▶ Action item
Work out how many lines of the entries have the word "jacket" in them. Respond with that number only.

▶ Task input
■ ■ ■ ■ ■
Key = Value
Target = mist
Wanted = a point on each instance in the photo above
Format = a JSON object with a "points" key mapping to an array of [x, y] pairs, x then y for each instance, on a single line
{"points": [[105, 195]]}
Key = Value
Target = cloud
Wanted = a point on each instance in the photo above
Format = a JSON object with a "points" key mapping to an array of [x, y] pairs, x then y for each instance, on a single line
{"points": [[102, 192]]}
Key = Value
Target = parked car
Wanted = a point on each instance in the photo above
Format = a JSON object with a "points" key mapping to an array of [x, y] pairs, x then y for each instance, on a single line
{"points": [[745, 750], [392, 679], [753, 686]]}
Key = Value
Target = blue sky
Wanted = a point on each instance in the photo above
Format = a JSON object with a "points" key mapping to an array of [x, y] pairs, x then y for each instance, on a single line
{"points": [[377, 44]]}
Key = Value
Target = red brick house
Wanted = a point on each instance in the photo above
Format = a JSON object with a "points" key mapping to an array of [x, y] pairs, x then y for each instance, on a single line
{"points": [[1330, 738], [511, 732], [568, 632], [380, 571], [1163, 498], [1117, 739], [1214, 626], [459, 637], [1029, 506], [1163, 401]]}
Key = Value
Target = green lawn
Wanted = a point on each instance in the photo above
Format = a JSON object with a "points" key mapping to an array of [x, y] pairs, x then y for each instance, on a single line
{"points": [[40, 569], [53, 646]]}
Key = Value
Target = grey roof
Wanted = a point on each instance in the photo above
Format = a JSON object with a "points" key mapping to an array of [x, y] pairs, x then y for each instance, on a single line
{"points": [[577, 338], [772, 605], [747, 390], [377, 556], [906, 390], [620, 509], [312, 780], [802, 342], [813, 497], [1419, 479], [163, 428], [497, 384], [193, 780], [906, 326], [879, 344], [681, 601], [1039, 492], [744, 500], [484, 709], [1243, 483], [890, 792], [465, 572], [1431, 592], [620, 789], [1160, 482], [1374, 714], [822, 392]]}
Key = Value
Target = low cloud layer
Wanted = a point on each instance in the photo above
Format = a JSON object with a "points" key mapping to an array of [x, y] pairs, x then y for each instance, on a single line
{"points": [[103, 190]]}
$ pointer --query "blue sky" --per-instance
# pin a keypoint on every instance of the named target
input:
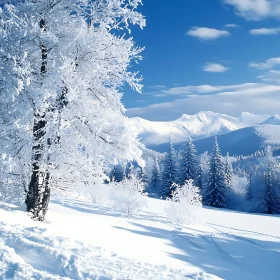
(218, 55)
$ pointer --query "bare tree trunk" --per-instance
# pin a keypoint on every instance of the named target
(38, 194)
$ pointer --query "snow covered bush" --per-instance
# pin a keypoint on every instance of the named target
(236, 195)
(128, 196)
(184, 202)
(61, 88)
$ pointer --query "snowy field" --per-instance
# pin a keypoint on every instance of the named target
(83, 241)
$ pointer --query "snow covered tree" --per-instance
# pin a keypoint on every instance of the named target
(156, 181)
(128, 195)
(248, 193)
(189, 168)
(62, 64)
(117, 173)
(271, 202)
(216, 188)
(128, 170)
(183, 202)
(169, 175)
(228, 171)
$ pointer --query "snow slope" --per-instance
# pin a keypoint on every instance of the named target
■ ■ ■ ■ ■
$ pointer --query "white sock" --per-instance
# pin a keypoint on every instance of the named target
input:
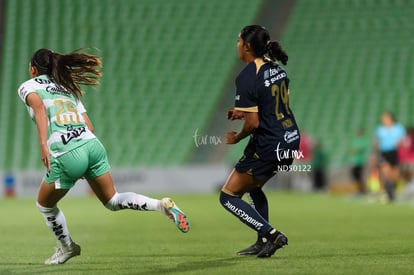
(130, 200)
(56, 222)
■ ■ ■ ■ ■
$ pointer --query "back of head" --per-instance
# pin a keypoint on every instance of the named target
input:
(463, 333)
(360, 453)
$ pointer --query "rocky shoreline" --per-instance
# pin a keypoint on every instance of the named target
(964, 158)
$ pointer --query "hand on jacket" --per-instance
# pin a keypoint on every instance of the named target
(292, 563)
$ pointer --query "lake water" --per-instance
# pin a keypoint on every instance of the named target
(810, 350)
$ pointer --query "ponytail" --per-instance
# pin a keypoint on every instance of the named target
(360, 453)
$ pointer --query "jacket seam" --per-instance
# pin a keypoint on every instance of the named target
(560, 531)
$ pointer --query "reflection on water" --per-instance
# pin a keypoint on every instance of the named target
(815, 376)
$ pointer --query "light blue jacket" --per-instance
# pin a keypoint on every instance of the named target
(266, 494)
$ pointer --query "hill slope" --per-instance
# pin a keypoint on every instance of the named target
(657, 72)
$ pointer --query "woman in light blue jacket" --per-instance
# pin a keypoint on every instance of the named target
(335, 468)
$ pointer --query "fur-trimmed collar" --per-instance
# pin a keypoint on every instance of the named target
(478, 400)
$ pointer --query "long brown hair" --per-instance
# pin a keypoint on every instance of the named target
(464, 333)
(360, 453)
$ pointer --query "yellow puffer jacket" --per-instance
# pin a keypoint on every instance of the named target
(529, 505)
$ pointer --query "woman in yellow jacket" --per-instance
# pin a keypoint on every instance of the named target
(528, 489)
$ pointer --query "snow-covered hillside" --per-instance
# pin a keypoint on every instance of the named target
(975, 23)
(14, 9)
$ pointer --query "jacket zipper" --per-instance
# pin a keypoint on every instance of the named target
■ ■ ■ ■ ■
▶ Solution to the problem
7